Problem to work on:
Repeat every record below, word for word.

Dataset records:
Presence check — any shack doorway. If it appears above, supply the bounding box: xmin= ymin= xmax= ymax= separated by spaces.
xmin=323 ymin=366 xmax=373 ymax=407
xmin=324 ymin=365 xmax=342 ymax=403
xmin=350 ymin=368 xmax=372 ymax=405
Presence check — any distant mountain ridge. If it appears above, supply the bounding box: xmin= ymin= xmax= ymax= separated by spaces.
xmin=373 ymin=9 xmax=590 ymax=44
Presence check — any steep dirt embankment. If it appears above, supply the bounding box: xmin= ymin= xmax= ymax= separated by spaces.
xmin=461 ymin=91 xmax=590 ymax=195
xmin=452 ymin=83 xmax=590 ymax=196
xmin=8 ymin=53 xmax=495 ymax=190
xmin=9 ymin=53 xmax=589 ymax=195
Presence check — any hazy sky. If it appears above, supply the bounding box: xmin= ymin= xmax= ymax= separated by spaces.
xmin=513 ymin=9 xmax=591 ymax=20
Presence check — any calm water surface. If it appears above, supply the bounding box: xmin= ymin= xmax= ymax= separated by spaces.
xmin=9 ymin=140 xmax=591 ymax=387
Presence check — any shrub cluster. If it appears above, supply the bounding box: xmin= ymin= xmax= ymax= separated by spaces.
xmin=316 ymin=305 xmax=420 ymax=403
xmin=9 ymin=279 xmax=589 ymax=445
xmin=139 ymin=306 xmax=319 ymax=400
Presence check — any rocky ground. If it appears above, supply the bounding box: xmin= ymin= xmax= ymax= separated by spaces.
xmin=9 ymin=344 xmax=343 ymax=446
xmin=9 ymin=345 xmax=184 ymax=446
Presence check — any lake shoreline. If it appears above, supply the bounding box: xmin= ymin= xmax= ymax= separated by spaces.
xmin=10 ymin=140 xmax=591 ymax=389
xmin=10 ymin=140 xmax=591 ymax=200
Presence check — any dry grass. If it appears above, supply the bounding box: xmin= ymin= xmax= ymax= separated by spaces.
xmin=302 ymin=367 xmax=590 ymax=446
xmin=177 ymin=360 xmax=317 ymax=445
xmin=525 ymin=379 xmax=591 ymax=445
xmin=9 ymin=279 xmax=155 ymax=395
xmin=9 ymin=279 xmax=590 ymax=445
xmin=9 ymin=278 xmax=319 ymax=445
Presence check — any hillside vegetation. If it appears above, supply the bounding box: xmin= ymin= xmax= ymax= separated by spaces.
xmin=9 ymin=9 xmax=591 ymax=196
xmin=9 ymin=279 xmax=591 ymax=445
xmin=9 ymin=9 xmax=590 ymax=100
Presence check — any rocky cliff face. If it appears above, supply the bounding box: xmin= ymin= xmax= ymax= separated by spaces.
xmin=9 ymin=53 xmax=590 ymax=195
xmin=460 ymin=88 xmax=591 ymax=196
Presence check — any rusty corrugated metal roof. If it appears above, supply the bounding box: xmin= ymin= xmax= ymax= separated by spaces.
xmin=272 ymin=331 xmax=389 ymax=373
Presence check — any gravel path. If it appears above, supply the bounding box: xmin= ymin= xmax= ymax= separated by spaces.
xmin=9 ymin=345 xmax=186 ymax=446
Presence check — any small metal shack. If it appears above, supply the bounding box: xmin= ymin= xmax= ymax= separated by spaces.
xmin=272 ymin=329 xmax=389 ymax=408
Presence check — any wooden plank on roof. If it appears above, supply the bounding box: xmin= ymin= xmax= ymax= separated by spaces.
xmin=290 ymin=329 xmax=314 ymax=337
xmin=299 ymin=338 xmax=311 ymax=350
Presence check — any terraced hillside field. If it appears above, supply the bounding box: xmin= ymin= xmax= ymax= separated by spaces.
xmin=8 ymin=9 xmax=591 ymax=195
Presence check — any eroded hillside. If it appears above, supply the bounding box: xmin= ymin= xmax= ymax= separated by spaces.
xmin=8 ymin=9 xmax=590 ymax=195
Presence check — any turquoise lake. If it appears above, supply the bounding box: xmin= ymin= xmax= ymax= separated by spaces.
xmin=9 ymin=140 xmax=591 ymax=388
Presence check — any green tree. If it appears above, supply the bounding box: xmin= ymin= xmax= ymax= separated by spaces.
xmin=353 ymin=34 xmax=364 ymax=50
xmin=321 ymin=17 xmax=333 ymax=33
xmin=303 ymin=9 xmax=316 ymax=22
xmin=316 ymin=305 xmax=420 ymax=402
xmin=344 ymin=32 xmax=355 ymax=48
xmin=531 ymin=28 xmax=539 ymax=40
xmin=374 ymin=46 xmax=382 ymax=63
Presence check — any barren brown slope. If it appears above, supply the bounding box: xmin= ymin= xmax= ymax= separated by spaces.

Task output:
Presence check — any shack doorway. If it appears above, supply the bounding box: xmin= ymin= xmax= ymax= separated by spaces.
xmin=323 ymin=366 xmax=373 ymax=407
xmin=324 ymin=365 xmax=342 ymax=403
xmin=350 ymin=368 xmax=372 ymax=405
Presence check — any distant mountain ridge. If it appears above, supply the bounding box: xmin= ymin= xmax= ymax= separated by spaces.
xmin=373 ymin=9 xmax=590 ymax=44
Presence check — any steep dirt embankment. If it appears above, supply the bounding box: xmin= ymin= xmax= ymax= separated by spaces.
xmin=461 ymin=91 xmax=590 ymax=195
xmin=452 ymin=83 xmax=590 ymax=196
xmin=8 ymin=53 xmax=495 ymax=190
xmin=9 ymin=53 xmax=589 ymax=195
Presence check — any hazy sky. If it appears above, supply the bounding box: xmin= ymin= xmax= ymax= separated by spaces.
xmin=513 ymin=9 xmax=591 ymax=20
Presence check — any calm water surface. If it appears above, supply the bounding box: xmin= ymin= xmax= ymax= separated by spaces.
xmin=9 ymin=140 xmax=591 ymax=387
Presence check — any shrub cluster. If it appears above, supply the bounding box: xmin= ymin= xmax= ymax= separated by spaces.
xmin=316 ymin=305 xmax=420 ymax=403
xmin=9 ymin=279 xmax=589 ymax=445
xmin=139 ymin=306 xmax=319 ymax=400
Presence check — any rocky ground. If it appears above, supply the bounding box: xmin= ymin= xmax= ymax= separated by spaces.
xmin=9 ymin=344 xmax=343 ymax=446
xmin=9 ymin=345 xmax=184 ymax=446
Presence check — any lake shoreline. If it appears above, supply the bounding box: xmin= ymin= xmax= ymax= separated by spaces.
xmin=10 ymin=140 xmax=591 ymax=389
xmin=10 ymin=140 xmax=591 ymax=200
Presence check — any dry grass. If it appears above, supply the bounding box: xmin= ymin= xmax= ymax= separated by spaces.
xmin=302 ymin=367 xmax=590 ymax=446
xmin=177 ymin=360 xmax=317 ymax=445
xmin=525 ymin=379 xmax=591 ymax=445
xmin=9 ymin=279 xmax=155 ymax=395
xmin=9 ymin=279 xmax=590 ymax=445
xmin=9 ymin=278 xmax=319 ymax=445
Presence check — any hillside vegetation. If it appears above, supply the bounding box: xmin= ymin= xmax= ymax= separated by spaces.
xmin=9 ymin=9 xmax=591 ymax=196
xmin=9 ymin=279 xmax=591 ymax=445
xmin=9 ymin=9 xmax=590 ymax=100
Presence check — any rocky cliff face. If it appears above, supply the bounding box: xmin= ymin= xmax= ymax= separated by spaces.
xmin=9 ymin=53 xmax=590 ymax=195
xmin=460 ymin=88 xmax=591 ymax=196
Presence check — any rusty corrugated metal roof. If it appears above, supply the bounding box: xmin= ymin= xmax= ymax= separated by spaces.
xmin=272 ymin=331 xmax=389 ymax=373
Presence check — any gravel path. If it appears above, supply the bounding box: xmin= ymin= xmax= ymax= separated by spaces.
xmin=9 ymin=345 xmax=186 ymax=446
Presence check — any small metal shack. If it appears above, supply the bounding box: xmin= ymin= xmax= ymax= separated by spaces.
xmin=272 ymin=329 xmax=389 ymax=408
Presence check — any wooden plank on roof. If it appears above, supply the bounding box: xmin= ymin= xmax= ymax= separated by spaces.
xmin=290 ymin=329 xmax=314 ymax=337
xmin=299 ymin=338 xmax=311 ymax=350
Presence check — any terraced hillside field. If it appears above, supply the bounding box: xmin= ymin= xmax= ymax= separated by spaces.
xmin=8 ymin=9 xmax=591 ymax=195
Presence check — any eroded hillside. If it appears above, supply the bounding box: xmin= ymin= xmax= ymax= separated by spaces.
xmin=8 ymin=9 xmax=590 ymax=195
Presence check — any turquoise lake. If it appears above, supply the bounding box: xmin= ymin= xmax= ymax= separated by spaces.
xmin=9 ymin=140 xmax=591 ymax=388
Presence check — any green tree. If it appears above, supply the bounding box: xmin= ymin= xmax= ymax= separated by spaces.
xmin=353 ymin=34 xmax=364 ymax=50
xmin=321 ymin=17 xmax=333 ymax=33
xmin=303 ymin=9 xmax=316 ymax=22
xmin=316 ymin=305 xmax=420 ymax=402
xmin=344 ymin=32 xmax=355 ymax=48
xmin=531 ymin=28 xmax=539 ymax=40
xmin=374 ymin=46 xmax=382 ymax=63
Presence check — any barren brown slope. If it appears above, supply the bounding box: xmin= ymin= xmax= ymax= separated by spaces.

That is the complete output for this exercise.